| What to do |
In the listing below, find the line with "Target: chrome vw logo" and the line with "Target: door handle". Repeat those two lines and all lines between them exactly.

| Records shown |
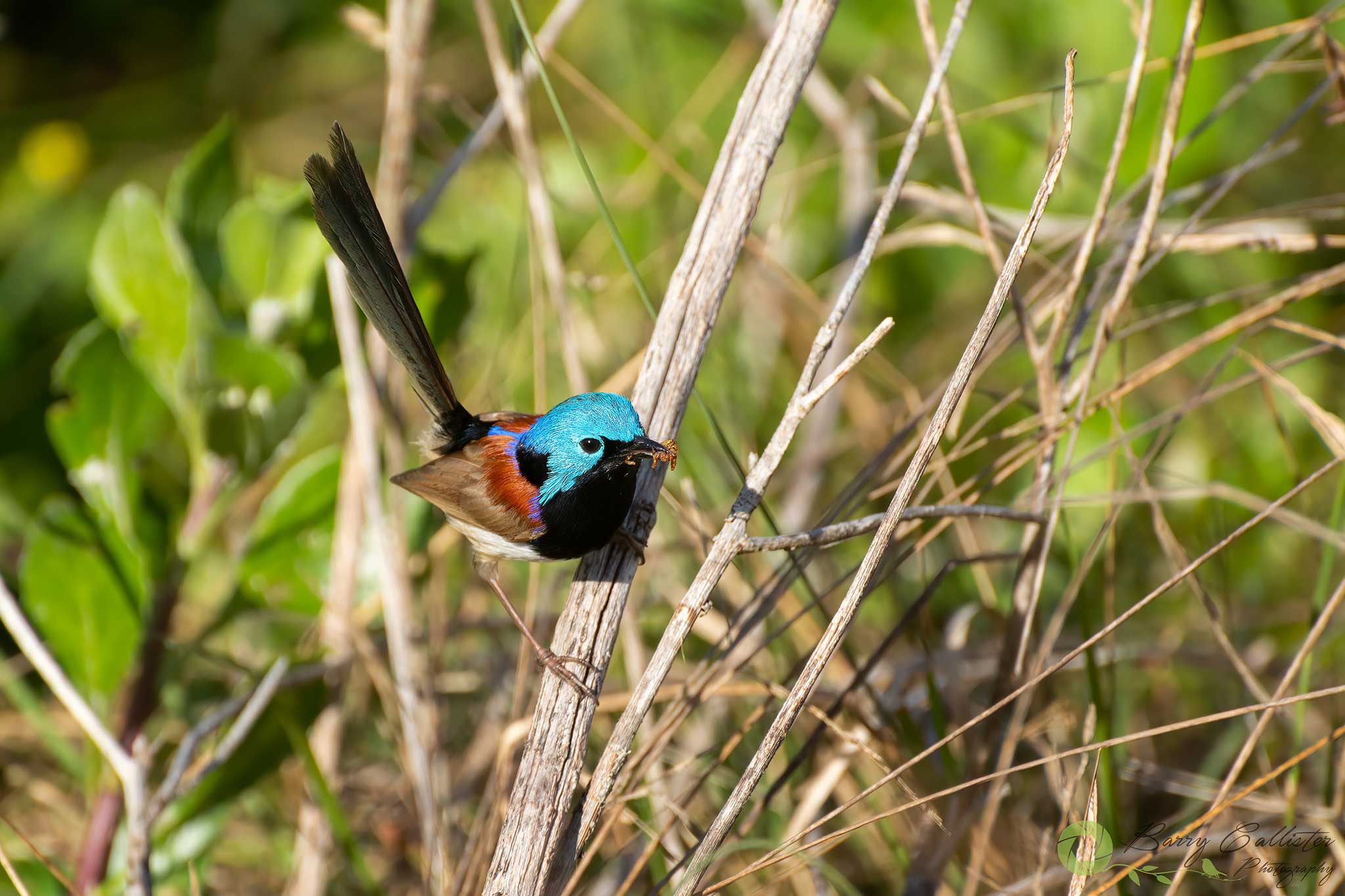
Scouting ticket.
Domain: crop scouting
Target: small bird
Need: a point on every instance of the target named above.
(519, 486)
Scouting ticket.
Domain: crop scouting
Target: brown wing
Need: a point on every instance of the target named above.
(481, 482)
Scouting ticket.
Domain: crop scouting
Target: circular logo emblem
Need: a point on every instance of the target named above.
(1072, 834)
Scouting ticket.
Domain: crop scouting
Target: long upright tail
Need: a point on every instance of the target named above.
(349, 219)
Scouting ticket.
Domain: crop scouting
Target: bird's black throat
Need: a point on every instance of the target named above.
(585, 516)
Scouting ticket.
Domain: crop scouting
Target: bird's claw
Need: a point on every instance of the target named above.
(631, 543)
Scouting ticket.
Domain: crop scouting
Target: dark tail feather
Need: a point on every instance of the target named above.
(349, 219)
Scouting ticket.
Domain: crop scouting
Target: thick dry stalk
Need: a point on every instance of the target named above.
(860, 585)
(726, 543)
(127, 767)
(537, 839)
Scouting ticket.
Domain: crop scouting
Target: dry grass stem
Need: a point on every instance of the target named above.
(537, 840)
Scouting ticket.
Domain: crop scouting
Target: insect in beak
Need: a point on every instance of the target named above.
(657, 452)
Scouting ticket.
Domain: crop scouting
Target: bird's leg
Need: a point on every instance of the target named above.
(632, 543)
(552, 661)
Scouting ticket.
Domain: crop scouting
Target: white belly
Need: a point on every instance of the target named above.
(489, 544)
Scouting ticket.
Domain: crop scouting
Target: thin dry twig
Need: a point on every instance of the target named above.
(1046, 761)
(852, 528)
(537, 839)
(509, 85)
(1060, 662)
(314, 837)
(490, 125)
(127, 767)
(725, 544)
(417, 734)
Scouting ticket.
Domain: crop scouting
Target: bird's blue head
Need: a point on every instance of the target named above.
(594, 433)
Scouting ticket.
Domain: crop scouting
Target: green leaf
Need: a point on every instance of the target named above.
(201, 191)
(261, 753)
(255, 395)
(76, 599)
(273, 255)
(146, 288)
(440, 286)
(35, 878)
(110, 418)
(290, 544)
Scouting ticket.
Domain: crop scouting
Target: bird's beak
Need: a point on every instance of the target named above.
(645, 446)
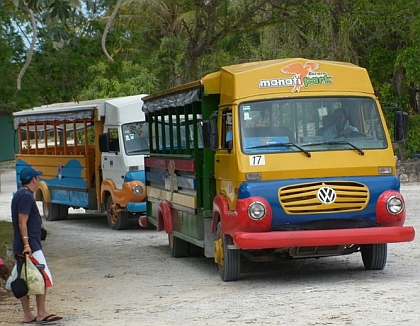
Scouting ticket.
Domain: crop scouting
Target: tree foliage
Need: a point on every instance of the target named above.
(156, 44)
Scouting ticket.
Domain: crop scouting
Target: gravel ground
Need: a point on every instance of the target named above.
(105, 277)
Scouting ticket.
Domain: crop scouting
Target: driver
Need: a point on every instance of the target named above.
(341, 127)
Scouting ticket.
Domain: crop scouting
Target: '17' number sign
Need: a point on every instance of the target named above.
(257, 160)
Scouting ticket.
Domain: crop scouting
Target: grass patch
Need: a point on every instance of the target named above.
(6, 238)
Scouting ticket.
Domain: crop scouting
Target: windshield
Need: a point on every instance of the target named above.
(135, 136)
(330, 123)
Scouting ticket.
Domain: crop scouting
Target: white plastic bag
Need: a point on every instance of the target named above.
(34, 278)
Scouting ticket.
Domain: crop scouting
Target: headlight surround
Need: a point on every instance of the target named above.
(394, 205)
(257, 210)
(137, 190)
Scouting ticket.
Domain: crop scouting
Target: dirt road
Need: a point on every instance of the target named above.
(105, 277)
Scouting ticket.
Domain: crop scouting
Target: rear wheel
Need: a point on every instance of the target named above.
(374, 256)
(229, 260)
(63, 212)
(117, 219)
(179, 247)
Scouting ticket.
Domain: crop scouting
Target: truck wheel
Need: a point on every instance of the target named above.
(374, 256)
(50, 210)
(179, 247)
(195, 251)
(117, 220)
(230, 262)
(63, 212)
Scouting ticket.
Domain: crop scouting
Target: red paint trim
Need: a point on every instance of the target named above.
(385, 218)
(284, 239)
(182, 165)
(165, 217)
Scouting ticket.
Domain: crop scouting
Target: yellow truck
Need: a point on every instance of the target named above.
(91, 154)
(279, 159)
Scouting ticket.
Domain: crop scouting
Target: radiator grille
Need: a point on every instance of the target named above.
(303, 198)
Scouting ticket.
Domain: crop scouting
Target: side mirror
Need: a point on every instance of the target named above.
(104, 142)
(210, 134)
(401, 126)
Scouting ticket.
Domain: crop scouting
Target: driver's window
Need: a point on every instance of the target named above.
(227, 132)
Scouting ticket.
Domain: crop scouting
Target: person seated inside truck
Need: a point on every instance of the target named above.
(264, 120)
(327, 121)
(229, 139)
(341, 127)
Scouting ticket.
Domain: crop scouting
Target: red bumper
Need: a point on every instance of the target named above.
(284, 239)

--

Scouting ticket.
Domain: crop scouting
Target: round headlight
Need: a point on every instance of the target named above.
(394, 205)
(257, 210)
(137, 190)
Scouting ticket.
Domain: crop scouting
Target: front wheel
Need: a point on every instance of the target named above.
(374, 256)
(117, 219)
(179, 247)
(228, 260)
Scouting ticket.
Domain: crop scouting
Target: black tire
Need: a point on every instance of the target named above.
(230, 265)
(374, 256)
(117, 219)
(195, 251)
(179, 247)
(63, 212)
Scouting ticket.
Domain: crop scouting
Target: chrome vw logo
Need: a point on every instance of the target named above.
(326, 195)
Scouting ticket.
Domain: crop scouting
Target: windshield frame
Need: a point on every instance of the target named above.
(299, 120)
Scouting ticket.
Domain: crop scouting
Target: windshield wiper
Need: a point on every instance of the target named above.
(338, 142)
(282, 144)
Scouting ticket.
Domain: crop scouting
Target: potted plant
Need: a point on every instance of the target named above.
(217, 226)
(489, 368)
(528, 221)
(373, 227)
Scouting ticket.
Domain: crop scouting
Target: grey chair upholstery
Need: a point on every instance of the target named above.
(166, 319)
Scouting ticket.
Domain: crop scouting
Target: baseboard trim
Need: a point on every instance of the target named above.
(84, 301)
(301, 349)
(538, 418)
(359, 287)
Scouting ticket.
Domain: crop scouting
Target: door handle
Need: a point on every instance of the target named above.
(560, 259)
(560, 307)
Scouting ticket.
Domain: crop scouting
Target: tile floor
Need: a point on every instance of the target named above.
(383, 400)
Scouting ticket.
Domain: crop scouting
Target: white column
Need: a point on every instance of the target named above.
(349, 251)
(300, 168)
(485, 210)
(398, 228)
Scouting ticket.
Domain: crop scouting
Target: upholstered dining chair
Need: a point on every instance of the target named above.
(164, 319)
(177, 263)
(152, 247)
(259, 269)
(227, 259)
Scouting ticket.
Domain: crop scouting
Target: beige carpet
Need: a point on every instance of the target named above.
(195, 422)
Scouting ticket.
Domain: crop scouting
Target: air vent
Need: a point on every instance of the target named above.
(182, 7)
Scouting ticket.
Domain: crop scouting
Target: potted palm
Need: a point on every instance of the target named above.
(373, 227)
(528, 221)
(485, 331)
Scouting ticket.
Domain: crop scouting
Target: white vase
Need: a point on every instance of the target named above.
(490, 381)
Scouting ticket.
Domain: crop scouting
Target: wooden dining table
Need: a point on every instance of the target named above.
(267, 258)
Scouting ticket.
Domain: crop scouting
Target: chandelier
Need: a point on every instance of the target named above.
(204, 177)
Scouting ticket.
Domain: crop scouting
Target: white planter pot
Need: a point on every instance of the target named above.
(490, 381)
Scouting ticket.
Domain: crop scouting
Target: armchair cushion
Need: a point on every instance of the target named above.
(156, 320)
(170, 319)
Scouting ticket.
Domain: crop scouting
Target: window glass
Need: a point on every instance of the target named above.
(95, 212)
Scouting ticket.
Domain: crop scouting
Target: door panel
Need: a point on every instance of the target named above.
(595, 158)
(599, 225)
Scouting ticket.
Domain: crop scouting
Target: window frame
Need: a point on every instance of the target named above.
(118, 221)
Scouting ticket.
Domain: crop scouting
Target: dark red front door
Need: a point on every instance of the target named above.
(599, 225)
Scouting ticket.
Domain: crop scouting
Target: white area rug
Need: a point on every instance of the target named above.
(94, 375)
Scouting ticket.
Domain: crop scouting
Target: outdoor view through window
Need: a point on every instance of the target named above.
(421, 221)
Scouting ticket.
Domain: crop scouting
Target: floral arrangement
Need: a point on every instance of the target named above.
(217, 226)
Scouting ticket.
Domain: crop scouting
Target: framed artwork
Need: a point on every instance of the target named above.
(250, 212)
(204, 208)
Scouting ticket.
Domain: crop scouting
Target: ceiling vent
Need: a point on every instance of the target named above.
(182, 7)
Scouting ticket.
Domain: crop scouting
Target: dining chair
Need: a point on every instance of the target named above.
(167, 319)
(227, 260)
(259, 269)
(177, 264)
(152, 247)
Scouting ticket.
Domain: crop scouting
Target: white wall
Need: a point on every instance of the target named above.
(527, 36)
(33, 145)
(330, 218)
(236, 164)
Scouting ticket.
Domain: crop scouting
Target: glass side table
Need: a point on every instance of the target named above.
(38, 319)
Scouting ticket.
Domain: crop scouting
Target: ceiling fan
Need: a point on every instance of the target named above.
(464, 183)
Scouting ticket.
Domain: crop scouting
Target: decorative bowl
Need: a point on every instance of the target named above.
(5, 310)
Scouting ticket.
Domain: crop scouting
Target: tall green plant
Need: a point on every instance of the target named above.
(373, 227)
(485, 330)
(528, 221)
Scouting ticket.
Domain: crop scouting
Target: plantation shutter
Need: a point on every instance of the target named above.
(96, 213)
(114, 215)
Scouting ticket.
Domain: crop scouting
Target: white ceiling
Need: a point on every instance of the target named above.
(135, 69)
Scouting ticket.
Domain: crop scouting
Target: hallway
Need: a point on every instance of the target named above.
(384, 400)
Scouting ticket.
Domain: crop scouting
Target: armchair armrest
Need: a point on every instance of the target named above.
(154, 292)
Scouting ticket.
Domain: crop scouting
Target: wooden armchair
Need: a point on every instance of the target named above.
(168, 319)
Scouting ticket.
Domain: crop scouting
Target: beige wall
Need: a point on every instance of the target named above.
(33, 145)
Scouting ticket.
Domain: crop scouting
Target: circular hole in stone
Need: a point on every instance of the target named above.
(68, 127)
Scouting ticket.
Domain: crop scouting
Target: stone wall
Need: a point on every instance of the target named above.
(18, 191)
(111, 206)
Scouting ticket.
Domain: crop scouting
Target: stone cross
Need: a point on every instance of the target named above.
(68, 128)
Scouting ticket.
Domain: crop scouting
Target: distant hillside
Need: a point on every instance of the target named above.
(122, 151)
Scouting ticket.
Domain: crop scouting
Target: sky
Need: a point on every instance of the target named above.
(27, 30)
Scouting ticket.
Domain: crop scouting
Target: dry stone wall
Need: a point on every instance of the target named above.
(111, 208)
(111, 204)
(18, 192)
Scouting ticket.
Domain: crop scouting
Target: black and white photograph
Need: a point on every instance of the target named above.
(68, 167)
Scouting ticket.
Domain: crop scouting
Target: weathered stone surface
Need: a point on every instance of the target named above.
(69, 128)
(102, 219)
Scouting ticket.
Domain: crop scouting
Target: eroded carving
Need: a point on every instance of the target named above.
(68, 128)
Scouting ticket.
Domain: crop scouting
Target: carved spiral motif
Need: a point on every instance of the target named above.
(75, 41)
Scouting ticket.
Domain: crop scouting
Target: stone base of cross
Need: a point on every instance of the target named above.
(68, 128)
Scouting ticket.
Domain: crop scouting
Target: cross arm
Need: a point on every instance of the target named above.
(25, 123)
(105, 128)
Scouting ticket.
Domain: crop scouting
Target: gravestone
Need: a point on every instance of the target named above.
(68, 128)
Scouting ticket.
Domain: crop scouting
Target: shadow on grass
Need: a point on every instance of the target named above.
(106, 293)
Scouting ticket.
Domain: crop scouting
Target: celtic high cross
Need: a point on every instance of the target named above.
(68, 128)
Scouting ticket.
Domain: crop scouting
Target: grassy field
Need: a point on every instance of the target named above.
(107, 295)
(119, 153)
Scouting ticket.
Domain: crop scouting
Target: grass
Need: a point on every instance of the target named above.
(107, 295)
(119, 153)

| Exercise result |
Target: chrome vw logo
Need: a point on every instance of the target named above.
(326, 195)
Scouting ticket.
Domain: crop scouting
Target: windshield frame
Need: a point on every instance of the target named above.
(299, 120)
Scouting ticket.
Domain: crop scouting
Target: windshield wiper
Need: a point on every instance of the target named above.
(338, 142)
(282, 144)
Scouting ticket.
Domain: crop scouting
Target: potted plant
Need: a point on every instance of the target named above.
(217, 226)
(489, 368)
(528, 221)
(373, 227)
Scouting ticket.
Domain: crop scouting
Target: grey chair upholstery
Need: a point on every instance of the target named above.
(166, 319)
Scouting ticket.
Domain: crop scouting
Target: baseboard trim
Need: a point on every instance of the target named above.
(84, 301)
(301, 349)
(538, 418)
(359, 287)
Scouting ticket.
Domain: crop scouting
Target: door handle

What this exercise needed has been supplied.